Reading text:
• • • •

From “Santa brought it early” to “You can’t skip lunch,” ITYSL will never stop skewering office culture. Feed Eggs is a lo-fi, bug-laden desktop game Robinson’s Marcus obsesses over, to the detriment of his co-workers. As they confront him in his office, Marcus is singularly fixated on winning the game by feeding as many eggs as he can to, uh, a larger egg? Just as the titular egg gives Marcus a NSFW happy ending — complete with presenting its bush, rear, and egghole — Marcus gives us a satisfying kicker: “You should be able to look at a little porn at work.”
5. “Tasty Time Vids”
Conner O’Malley is a frequent guest star on ITYSL, giving outrageous performances as a horny driver, sleazy music producer, and irate dog owner. Thanks to him, “Tasty Time Vids” is tremendously weird, one of the best sketches of the season and O’Malley’s wildest performance on the show to date. Playing campaign-office co-workers, O’Malley’s Draven shrieks at Robinson’s David for not following him on Instagram. Draven makes David follow him and repeatedly texts David in the middle of the night demanding he watch Tasty Time Vids. It’s pitch-perfect satire of the creator economy, the most warped endpoint of the pressure to be popular online. You’re doing something right when you can make Robinson look normal.

• • • •

Data segment:
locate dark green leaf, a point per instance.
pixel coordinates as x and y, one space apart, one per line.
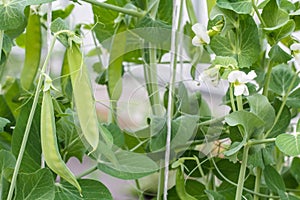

• • • •

What the exercise asks:
Continue the ranked list of ITYSL sketches from the end of the "Tasty Time Vids" entry. The lines above come from a different source than the text.

Task output:
4. “Summer Loving” & “Summer Loving: Farewell”
Given Perfect Match features a Robinson-worthy character, it was only a matter of time before ITYSL came for the endless deluge of dating shows. In “Summer Loving,” one woman must find true love in a pile of buff boys, making the not-so-tough call to eliminate Robinson’s Ronnie due to overwhelming evidence he’s only in it for the zip line. Cut to a *chef’s kiss* montage of Ronnie making jump after jump into the pool as the rest of the contestants look on. ITYSL later treats us to another zip-lining montage complete with a butt-rock guitar solo, a delightfully corny ribbon on the whole affair. Awwww!
“Jellybean” is a masterclass in the Tim Robinson School of Losing Your Shit. Robinson plays silent performer Richard Brecky, whose latest revue, Jellybean, is billed as 73 heartwarming stories that delight the imagination. However, nobody can tell what the hell he’s doing. Brecky declares, “If I talk, you get money, but I never talk,” only to be proven wrong again and again to hilarious effect. Robinson’s trademark cadence is on full display, punctuating lines such as “LEAVE! ME! ALLLLONE!” like the unholy lovechild of William Shatner and a drill sergeant. Every single moment of Brecky muttering under his breath and full-on turbo time outbursts is comedic gold.
2. “The Driving Crooner”
“The Driving Crooner” easily cruises into the “Calico Cut” pantheon of great ITYSL sketches. It all begins with a classic Robinson misdirect: a co-worker’s DUI that inspires our hero to volunteer as a designated driver for his colleagues. Little do they know he’s the Driving Crooner, a maniac at the wheel behind window decals of an old fedora and cigar. Robinson’s exaggerated puffs and jaunty waving are matched only by his road rage when he insists passing cars are trying to make him look fake. The Driving Crooner may not make any money, but with expert camerawork, it makes a hell of a bit.
1. “Darmine Doggy Door”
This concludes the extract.